Exercise prompt: Write out the rows below again, swapping "pick out" for "locate" everywhere it appears and leaving everything else unchanged.

-- start of Source records --

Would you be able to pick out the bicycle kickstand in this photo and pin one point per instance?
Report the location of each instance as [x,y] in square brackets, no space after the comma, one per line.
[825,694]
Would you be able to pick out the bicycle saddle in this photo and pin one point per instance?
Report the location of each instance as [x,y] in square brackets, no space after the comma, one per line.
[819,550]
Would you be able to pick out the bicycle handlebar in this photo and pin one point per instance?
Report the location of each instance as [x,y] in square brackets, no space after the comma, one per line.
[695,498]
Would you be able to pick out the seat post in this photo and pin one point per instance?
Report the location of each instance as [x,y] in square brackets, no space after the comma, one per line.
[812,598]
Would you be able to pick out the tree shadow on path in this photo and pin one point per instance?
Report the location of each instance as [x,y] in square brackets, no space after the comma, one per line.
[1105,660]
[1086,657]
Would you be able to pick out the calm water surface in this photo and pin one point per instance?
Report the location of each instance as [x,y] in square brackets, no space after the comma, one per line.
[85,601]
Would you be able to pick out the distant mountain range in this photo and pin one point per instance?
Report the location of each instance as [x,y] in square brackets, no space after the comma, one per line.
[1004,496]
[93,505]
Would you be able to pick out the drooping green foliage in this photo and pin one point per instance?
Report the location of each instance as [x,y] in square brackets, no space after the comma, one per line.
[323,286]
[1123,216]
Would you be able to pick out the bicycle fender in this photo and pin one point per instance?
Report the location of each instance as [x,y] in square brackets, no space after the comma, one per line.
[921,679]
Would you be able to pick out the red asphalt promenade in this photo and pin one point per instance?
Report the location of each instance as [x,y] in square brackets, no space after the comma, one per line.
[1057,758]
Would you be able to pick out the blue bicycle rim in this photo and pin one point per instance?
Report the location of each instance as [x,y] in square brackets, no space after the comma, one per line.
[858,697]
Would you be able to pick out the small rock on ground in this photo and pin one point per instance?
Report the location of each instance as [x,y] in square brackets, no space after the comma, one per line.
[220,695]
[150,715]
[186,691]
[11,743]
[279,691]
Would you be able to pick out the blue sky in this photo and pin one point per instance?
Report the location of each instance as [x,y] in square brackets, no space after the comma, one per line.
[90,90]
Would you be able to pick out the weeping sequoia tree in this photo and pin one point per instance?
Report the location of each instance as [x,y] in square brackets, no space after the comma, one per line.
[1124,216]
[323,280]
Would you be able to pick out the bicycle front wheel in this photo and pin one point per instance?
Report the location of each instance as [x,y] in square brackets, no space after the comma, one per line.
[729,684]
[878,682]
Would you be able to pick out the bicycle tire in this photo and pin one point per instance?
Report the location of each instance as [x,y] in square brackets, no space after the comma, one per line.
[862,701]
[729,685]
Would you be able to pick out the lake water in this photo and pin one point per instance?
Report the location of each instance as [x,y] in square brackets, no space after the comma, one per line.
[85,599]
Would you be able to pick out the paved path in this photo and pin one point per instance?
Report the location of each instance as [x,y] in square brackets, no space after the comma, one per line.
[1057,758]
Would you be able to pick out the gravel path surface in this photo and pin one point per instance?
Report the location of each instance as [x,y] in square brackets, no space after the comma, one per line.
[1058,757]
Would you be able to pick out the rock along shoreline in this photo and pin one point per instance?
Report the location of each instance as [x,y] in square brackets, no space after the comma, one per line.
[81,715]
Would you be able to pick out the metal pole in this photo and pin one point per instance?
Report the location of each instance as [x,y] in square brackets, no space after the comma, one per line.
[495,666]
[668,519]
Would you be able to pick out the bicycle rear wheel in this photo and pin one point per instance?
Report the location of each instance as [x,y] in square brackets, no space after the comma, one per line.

-- end of Source records --

Solution for this task:
Would you be able to locate the bicycle kickstand in this photo and pin one point per instance?
Report the location of each instance as [x,y] in square brackets, no space after the comma, one per line.
[825,694]
Would you be able to locate the bicycle saddle in this photo and pin one point per instance?
Report the location of each instance as [x,y] in square brackets, no space after the comma, one per line.
[819,550]
Would you be able to locate the bicycle handlebar in this photo and pin one point per instance?
Report the location of each instance as [x,y] in square brackets, no space after the comma, one per line.
[695,498]
Would you be able to locate the seat post in this photo and pin one point per instance?
Report the location of each instance as [x,y] in square brackets, no space after the comma, one per line.
[812,598]
Would you be able to locate the tree shadow on path in this photo and pin one point per instance?
Report the location of each instance as [x,y] in square brackets, no space after the comma, one per line.
[1105,660]
[1086,657]
Would you be able to locate the calm water surface in this photo and pin one point per instance?
Report the location of each instance as [x,y] in square brackets, no space after the comma, one per line.
[85,601]
Would you be able to locate the distant mountain range in this photo and pin one point per instance?
Report the location of each instance as [x,y] in square brackets, no space after the comma, one per line.
[1004,496]
[93,505]
Would you be able to locate the drooping green foliage in this photo and pin one point per instance?
Report the location of each instance as [x,y] in square brackets, no space after the comma, one per line.
[323,286]
[1123,216]
Would you be able to locate the bicycle fender in this photo and pin one point per instance?
Report the location of each instance as [x,y] in square brackets, no space after the comma, one per line.
[921,679]
Would you be able to locate the red asphalt promenade in this photo and pin one point per instance?
Report the location of each instance as [x,y] in square brackets, no space after the comma, one per line.
[1057,758]
Would you be able to locate the blue bicycle rim in this photo and pin one point per instance?
Report the location of each instance as [x,y] in square brackets, no space after the comma, one per line.
[858,697]
Would you be able to locate the small rock on ground in this photo and pin one point per instance?
Report the location of each instance as [x,y] in square brackets, no space after the comma, one per line.
[220,695]
[150,715]
[186,691]
[11,743]
[279,691]
Would you be able to locate the blue sky in this photo and pin one point per instance?
Report the location of each instance as [x,y] in square brackets, no space after the comma, one per line.
[90,90]
Would you be able to locate the weeping sequoia tree in this photo and pin one point per instance?
Report the location of each instance as [x,y] in square brackets, no space after the comma, one per line.
[1124,216]
[323,280]
Would you be able to locate the bicycle front wheel in this photo and pin one point per instance?
Report the location of each instance as [x,y] in square brackets, no space after the comma, one per line.
[729,684]
[878,682]
Would you be able to locate the bicycle tire in this photo and pin one point per instance?
Report the location of each instance as [x,y] in square brackets, no space after the comma, one per line.
[862,701]
[729,685]
Would you be able to locate the lake water in this photo and pin one point per instance?
Report the location of each instance as [x,y] in square brackets, no space after the comma, one per line.
[85,599]
Would you be able to locate the paved path in this photo and pin one point per instance?
Report the location of each instance as [x,y] in square brackets, no space after the comma, one per line.
[1057,758]
Would you be able to locate the gravel path surface in this photo and pin one point per instance?
Report the location of each instance as [x,y] in square brackets, no space after the comma, one per line.
[1058,757]
Would you be able to locate the rock along shoreline in this photo and pin one point per instance?
Report the location of each instance as [x,y] in square brackets, no space after the comma, one per line.
[81,715]
Would you be able to locate the metal pole in this photo and pin one point per instance?
Report the location of each instance as [x,y] in square brackets, no space after the comma, one per line.
[495,666]
[668,519]
Would you be able to locate the bicycle rear wheel in this photo and pin one point per instance?
Report the location of each instance as [x,y] in square brackets, no space after the comma, one per line.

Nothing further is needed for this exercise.